TASK BRIEF
From the line with "Target: gray sweater" to the line with "Target: woman's hand", retype every line exactly, including those two, and leave out the rest of the data below.

DATA UNDER STUDY
---
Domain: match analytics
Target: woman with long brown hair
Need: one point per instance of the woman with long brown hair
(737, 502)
---
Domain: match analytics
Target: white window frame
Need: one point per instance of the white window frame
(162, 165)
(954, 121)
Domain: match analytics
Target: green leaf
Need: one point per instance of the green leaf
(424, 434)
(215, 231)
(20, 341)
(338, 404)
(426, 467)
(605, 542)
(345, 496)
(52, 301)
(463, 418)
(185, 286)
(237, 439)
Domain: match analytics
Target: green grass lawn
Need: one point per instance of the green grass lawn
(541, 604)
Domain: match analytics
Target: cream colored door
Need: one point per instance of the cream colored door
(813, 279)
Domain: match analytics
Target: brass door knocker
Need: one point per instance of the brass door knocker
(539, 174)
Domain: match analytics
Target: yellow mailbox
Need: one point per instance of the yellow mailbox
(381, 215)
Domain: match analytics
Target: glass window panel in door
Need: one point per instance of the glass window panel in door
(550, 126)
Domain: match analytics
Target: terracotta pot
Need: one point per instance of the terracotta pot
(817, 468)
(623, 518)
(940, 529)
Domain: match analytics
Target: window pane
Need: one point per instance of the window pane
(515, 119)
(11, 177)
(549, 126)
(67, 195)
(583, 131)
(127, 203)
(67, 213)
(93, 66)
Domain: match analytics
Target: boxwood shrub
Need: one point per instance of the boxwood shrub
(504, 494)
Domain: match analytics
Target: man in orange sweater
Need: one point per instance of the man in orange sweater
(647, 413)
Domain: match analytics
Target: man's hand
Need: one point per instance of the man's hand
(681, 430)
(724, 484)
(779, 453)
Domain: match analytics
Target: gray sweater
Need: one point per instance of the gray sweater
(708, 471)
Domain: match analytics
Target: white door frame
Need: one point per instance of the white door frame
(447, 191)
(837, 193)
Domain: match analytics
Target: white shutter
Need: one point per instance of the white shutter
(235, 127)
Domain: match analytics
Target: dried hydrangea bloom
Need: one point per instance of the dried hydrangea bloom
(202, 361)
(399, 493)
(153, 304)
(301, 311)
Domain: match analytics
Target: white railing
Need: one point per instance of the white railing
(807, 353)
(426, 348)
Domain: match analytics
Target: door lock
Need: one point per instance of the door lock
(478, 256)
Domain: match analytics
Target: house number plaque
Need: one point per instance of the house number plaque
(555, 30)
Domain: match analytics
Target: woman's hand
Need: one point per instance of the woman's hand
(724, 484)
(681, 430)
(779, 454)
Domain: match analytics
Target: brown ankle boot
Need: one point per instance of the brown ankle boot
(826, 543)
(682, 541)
---
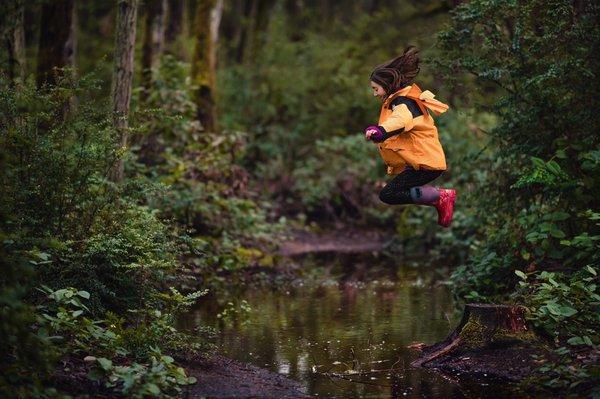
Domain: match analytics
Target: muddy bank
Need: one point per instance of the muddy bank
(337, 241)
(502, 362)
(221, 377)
---
ANSWER TO THE EXERCISE
Target: gray sweater
Need: one point per instance of the gray sweater
(708, 471)
Domain: match analytics
Target: white door frame
Need: one point per instance of the white door frame
(447, 191)
(837, 193)
Domain: match analytics
Target: white shutter
Need: one point per instance of the white shutter
(235, 127)
Domain: match analytics
Target: dried hydrangea bloom
Need: one point per instance of the dried hydrangea bloom
(202, 361)
(399, 493)
(153, 304)
(301, 311)
Domain: match analytics
Target: white railing
Need: one point per instance of the white railing
(807, 353)
(426, 348)
Domain: match analytics
Target: door lock
Need: one point per instance of the door lock
(478, 256)
Domain: match analytics
Target: house number plaque
Need: one point per instance of the house number plaque
(555, 30)
Domain: match analytics
Target: woman's hand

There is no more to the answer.